§ **WRITTEN TASK 1**:
In the passage about Vicki L. Phillips, please restate the paragraph beginning "Vicki L. Phillips has seen the education system" as a short list.
§ **WRITTEN TASK 2**:
In the listing, swap "yellow" for "golden" in the lines starting with the one containing "Identify yellow flower cluster." and running through the one containing "275 136 389 251", and give back only those lines with nothing else altered.

§ **PAGE EXTRACT**:
Vicki L. Phillips has seen the education system from a variety of vantage points—classroom teacher, nonprofit leader helping overhaul the Philadelphia school system, state secretary of education in Pennsylvania, and district superintendent twice over.
Now, she has stepped up to her farthest-reaching perch. In August, Ms. Phillips became the new education chief at the nation’s largest philanthropy, the Bill & Melinda Gates Foundation, which has committed about $1.7 billion since 1999 to its agenda for improving high schools and increasing graduation rates.
Ms. Phillips is no stranger to Gates. The foundation has provided millions to help fuel education changes in the two districts she ran, in Lancaster, Pa., and, most recently, in Portland, Ore. (The foundation also provides support for Education Week’s annual Diplomas Count report.)
Tom Vander Ark, who resigned last December as the Seattle-based philanthropy’s top education official, said he’s long been impressed with Ms. Phillips’ work.
“Vicki just has a terrific résumé for this job,” said Mr. Vander Ark, now the president of the X Prize Foundation in Santa Monica, Calif. “She’s seen this work from enough angles and come at it from enough different directions that she has a great knowledge and experience base to draw from.”

§ **GIVEN DATA**:
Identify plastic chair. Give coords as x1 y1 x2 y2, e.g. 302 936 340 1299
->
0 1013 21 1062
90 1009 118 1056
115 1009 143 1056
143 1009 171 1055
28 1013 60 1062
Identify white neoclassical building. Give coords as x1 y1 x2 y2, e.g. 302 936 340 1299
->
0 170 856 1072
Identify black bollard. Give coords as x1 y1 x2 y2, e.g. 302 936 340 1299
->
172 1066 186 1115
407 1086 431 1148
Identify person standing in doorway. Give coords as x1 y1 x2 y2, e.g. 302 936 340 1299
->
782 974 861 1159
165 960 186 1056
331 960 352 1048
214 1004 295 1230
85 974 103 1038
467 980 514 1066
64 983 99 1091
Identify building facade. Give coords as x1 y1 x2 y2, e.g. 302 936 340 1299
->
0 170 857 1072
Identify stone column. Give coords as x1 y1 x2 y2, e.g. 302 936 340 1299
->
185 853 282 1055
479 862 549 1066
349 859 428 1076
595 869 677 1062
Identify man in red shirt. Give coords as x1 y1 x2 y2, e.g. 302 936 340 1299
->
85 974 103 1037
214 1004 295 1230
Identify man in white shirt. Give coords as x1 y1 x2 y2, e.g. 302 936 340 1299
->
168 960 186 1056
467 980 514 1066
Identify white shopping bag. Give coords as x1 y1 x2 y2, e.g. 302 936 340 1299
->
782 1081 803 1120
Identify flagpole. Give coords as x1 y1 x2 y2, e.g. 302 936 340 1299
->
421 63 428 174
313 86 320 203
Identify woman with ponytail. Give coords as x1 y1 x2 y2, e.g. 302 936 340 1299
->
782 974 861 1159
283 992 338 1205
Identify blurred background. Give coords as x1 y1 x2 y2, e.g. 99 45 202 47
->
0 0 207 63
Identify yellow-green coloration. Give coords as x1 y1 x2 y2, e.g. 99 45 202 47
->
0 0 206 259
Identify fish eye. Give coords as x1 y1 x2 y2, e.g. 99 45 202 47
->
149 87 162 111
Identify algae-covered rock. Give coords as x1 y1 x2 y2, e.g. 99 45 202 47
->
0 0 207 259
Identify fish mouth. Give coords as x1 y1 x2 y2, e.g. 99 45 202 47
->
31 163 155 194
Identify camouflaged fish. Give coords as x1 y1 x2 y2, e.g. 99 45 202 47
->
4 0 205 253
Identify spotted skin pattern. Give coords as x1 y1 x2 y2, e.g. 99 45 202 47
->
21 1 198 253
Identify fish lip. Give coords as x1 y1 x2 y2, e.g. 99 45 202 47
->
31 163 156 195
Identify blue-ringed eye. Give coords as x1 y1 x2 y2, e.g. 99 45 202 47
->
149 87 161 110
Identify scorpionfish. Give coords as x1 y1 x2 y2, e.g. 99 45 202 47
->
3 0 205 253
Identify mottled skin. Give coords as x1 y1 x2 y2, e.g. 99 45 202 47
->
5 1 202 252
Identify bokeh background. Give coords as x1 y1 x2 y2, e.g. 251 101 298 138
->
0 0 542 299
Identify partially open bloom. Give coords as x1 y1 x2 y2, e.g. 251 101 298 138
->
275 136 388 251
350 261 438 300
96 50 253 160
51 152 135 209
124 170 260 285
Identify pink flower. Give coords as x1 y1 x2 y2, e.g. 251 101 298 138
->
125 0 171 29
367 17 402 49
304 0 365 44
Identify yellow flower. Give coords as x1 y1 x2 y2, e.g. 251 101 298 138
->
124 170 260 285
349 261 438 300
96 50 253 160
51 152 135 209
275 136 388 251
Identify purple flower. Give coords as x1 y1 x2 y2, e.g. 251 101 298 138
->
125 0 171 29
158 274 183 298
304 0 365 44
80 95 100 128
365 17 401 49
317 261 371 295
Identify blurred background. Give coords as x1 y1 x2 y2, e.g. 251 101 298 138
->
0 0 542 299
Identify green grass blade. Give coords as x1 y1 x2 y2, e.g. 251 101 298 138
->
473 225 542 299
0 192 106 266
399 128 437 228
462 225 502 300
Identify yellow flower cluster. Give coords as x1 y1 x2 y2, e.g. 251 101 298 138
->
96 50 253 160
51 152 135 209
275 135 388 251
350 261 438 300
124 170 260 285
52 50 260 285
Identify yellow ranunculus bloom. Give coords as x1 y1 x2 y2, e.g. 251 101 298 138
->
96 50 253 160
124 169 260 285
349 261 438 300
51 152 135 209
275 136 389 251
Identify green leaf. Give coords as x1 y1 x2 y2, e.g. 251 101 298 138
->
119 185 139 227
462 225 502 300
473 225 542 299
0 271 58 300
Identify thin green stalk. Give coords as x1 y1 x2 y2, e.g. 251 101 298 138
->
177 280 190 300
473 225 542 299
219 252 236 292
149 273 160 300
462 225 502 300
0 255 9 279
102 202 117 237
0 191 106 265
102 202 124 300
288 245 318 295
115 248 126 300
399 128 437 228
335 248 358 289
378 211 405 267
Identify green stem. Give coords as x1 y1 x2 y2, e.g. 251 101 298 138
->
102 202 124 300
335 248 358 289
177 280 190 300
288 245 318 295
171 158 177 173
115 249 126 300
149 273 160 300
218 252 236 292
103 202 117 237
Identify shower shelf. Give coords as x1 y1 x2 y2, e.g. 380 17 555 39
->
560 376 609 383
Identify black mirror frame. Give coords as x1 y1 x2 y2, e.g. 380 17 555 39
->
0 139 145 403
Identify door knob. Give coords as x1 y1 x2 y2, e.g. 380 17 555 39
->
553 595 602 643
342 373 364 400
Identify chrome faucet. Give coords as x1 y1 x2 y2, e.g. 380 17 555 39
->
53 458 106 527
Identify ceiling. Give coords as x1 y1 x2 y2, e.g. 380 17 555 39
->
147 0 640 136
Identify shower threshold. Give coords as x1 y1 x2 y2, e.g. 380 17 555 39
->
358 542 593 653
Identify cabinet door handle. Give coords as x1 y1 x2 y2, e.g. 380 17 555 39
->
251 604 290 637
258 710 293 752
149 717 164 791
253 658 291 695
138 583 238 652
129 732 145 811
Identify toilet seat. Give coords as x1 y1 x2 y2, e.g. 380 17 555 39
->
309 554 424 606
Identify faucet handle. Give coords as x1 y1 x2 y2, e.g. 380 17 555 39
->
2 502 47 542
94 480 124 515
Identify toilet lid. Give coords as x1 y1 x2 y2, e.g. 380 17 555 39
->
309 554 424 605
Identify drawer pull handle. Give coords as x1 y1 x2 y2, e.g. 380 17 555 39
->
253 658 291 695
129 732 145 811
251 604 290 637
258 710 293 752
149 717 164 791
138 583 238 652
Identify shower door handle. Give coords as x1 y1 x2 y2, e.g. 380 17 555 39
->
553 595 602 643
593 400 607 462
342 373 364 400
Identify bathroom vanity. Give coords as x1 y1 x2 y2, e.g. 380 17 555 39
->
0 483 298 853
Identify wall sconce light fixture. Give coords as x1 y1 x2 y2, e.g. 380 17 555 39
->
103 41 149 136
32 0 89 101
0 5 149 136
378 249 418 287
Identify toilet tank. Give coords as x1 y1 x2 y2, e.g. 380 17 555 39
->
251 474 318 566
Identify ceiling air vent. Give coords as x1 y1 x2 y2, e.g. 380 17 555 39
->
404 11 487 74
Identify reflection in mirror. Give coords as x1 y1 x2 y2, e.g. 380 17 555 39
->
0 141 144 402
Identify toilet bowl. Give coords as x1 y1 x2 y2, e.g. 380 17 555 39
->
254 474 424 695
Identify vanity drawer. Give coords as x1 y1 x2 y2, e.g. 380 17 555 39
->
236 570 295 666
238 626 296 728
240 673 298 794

§ **EXERCISE ANSWER 1**:
Vicki L. Phillips has seen the education system from several vantage points:
- classroom teacher
- nonprofit leader helping overhaul the Philadelphia school system
- state secretary of education in Pennsylvania
- district superintendent twice over

§ **EXERCISE ANSWER 2**:
Identify golden flower cluster. Give coords as x1 y1 x2 y2, e.g. 251 101 298 138
->
96 50 253 160
51 152 135 209
275 135 388 251
350 261 438 300
124 170 260 285
52 50 260 285
Identify golden ranunculus bloom. Give coords as x1 y1 x2 y2, e.g. 251 101 298 138
->
96 50 253 160
124 169 260 285
349 261 438 300
51 152 135 209
275 136 389 251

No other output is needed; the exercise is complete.